▶ _TASK STATEMENT_: Line by line, retype the material exactly and leave each picture out.

====== SUPPLIED DATA ======

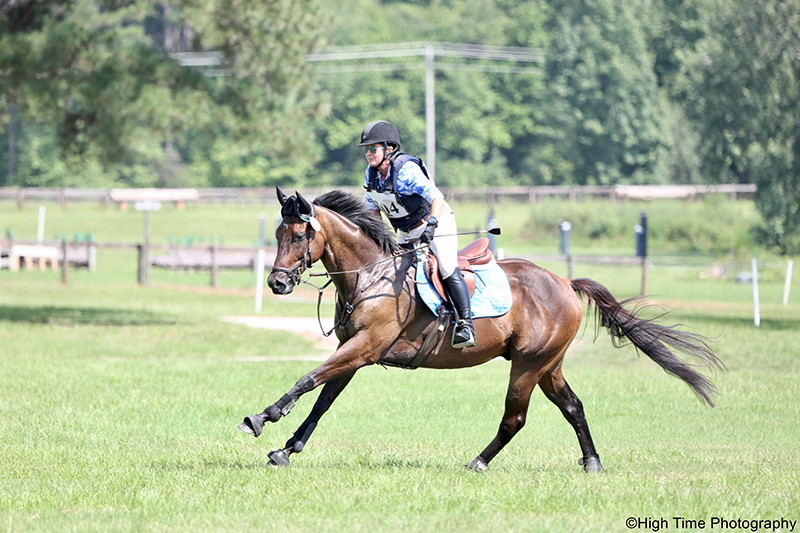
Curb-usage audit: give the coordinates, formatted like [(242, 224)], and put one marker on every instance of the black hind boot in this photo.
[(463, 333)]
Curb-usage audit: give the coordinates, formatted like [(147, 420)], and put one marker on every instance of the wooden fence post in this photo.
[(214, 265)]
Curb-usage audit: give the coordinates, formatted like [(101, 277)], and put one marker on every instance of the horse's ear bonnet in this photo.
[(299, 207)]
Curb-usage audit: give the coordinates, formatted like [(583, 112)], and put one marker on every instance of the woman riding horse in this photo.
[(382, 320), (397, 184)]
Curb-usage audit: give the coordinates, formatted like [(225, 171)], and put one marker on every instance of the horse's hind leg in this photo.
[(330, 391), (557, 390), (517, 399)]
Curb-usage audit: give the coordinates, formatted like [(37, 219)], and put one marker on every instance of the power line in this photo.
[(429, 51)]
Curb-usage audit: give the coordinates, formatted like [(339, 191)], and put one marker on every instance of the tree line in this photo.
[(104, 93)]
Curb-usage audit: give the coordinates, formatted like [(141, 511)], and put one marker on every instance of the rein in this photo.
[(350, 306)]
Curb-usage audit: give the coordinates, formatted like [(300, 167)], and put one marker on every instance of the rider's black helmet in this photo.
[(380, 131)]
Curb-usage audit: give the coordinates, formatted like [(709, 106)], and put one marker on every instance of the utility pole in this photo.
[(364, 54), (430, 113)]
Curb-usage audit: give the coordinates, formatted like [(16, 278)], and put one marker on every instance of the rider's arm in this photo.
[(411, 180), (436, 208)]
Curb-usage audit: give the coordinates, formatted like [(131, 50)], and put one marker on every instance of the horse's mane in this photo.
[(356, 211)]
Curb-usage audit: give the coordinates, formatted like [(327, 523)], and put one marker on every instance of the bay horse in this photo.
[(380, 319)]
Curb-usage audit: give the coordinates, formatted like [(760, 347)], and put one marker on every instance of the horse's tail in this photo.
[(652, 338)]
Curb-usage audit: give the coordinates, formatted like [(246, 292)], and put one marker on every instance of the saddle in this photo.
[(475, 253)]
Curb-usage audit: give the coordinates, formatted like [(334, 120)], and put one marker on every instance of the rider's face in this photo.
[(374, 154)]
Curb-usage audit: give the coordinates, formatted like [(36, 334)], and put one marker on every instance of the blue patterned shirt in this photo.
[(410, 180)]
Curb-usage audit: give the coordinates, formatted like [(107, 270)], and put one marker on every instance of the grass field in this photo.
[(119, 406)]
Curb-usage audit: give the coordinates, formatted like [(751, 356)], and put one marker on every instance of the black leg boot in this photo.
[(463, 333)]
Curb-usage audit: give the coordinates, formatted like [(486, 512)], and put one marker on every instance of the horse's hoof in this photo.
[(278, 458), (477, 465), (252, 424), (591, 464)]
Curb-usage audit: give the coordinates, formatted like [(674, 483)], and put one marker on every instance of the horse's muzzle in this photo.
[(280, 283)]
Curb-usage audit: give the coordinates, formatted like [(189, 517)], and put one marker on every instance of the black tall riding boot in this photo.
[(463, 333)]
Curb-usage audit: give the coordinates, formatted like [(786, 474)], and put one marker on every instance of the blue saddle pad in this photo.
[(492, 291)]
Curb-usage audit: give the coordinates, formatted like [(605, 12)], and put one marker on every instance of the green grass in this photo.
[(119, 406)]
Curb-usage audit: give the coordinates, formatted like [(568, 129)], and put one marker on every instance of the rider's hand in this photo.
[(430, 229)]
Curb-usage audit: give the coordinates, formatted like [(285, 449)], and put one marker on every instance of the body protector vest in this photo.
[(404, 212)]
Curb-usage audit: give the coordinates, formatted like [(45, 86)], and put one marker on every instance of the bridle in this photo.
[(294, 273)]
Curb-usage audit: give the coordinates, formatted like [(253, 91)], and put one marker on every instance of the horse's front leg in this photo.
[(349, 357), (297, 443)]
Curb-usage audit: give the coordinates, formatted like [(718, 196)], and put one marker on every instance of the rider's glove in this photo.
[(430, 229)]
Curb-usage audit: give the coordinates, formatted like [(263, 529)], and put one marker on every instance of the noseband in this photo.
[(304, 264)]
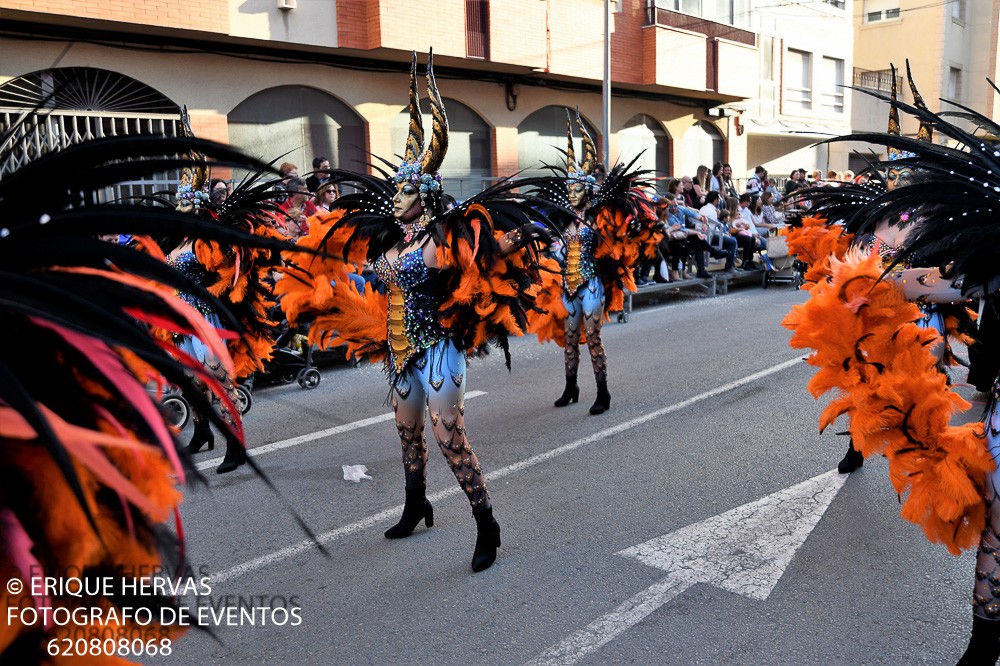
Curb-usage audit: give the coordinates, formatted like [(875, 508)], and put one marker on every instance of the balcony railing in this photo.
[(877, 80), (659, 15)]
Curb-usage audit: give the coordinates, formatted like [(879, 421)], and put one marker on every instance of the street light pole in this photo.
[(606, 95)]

======

▶ _TASK RESULT_:
Curb-usage audit: give the coordinates, formatted like [(242, 224)], and put one marker on every instance of the black hind boot in this photo.
[(463, 333)]
Curb-usage audit: give the coordinates, formatted like [(147, 420)], and put one marker on every instance of the wooden fence post in this photo.
[(214, 265)]
Curb-usage audit: give the coordinates, formatted like [(101, 277)], and put one marker on every instance of the horse's ear bonnet in this photo.
[(299, 207)]
Curb-usage audit: give the coordinates, formatted like [(583, 112)], and put one marker on every instance of the woman riding horse in this photo.
[(382, 320), (397, 184)]
Curb-usage audit: give the coordinates, formatted like [(225, 171)], and put one marker on every instance of the horse's hind leg in this photo.
[(330, 391), (557, 390), (517, 399)]
Curb-usage audit: give the coordinates, formatted like [(37, 219)], and put one marker on every instance of the power line in this photo.
[(429, 51)]
Curb-usage audit: give the coordinates, formatted like [(339, 191)], and put one marker on every instance of the tree line in this photo.
[(104, 93)]
Curb-usage audit: give the coordinates, formatted like [(141, 511)], and put one marker on every instance of the rein in this photo.
[(350, 306)]
Curb-usage audit: give the coordinates, formatted like [(300, 167)], and put one marker on every instance of the rider's black helmet in this photo.
[(380, 131)]
Curb-usage audit: give the coordinates, formatted like [(709, 106)], and put one marker on every instance of the utility pole in this photo.
[(364, 54), (430, 113)]
Curb-usage audit: give the coordinates, formatted like [(16, 278)], and put one marker on every instance of the rider's arm in this photo.
[(411, 180), (436, 208)]
Curb-usage audit: give the coordinates, formatted like [(131, 50)], and put one marker on every instance of the horse's mane in this photo.
[(356, 211)]
Curb-usage audit: give the coordinates, formatted like [(327, 523)], and put one marker on every instance of the bay horse in this photo.
[(380, 319)]
Curb-usage audit: give the coordinates, formatted like [(760, 347)], and put one marker on every instance of the horse's tail in this photo.
[(652, 338)]
Curb-usage audit: give the coordinates, formatted like [(246, 292)], and put one marker on every instance of the saddle in this photo.
[(475, 253)]
Curb-usage audit: give the coordinates, formatted like [(334, 120)], and put one marker on every instance of the rider's face in this photo.
[(374, 154)]
Curb-usage audit: give the coordinates, formatted like [(36, 334)], and put one marker on every instance of the blue patterned shirt in this photo.
[(410, 180)]
Curb-usage audit: give the coordinates, formatted like [(107, 270)], and put one marker on every instance of the grass field in this photo.
[(119, 406)]
Curb-usage audit: give the coordinates, formatted like [(751, 356)], and put one marker on every instance of the black leg boot in this photo.
[(463, 333)]
Curb-usage audit: give the coordinates, formatted like [(486, 512)], and put one marker on every instance of the horse's hoof in this photo.
[(278, 458), (477, 465), (252, 424), (591, 464)]
Curb-usage audit: give the coordinates, formatted like [(674, 483)], and put one marker on every instance of the horse's muzzle in this photo.
[(280, 283)]
Curb-usage audit: give the coordinates, formatted like [(189, 517)], and put one marker on every instance of the black tall riding boot in this photo.
[(463, 333)]
Curb-usage audit: give the coordinates, formatted like [(786, 474)], and put one marker on every instance of the blue saddle pad in this photo.
[(492, 291)]
Curb-usage audit: give the coordinates, formatted like [(605, 12)], and put one marker on every instance of the green grass in this photo.
[(119, 406)]
Curb-usage audit: give the coordinates, formatted like [(568, 129)], and put one marker on every instance of the rider's hand in this photo.
[(430, 229)]
Curb-usage audit: give the coordinates, formatted like [(285, 449)], and put one marker on every instance of the body protector vest in this photo.
[(404, 212)]
Curb-usage audit: give the coordinates, formatted like [(45, 86)], and put one marker on every instance of the bridle in this photo.
[(294, 273)]
Curb-usage audit: give the coordinates, formatted like [(253, 91)], and put one marker on every instance of the horse's front leg in this photo.
[(349, 357), (297, 443)]
Curb-usage audit: give the coordinates, formatted like [(718, 196)], and put one marker on every instance of the rider's glove in this photo.
[(430, 229)]
Curb-usage audit: give the coordinates, formatted like [(263, 529)], and put one marker on every instance of the noseband in this photo.
[(304, 264)]
Curb-usage audit: give the coordinates, formatted like [(875, 508)], and put one marker on every instance of the balcony railing in this photo.
[(877, 80), (659, 15)]
Curb-usage audit: give the coordinates, formatted like [(879, 421)], and put one marker on every instance of the street light pole in this photo.
[(606, 95)]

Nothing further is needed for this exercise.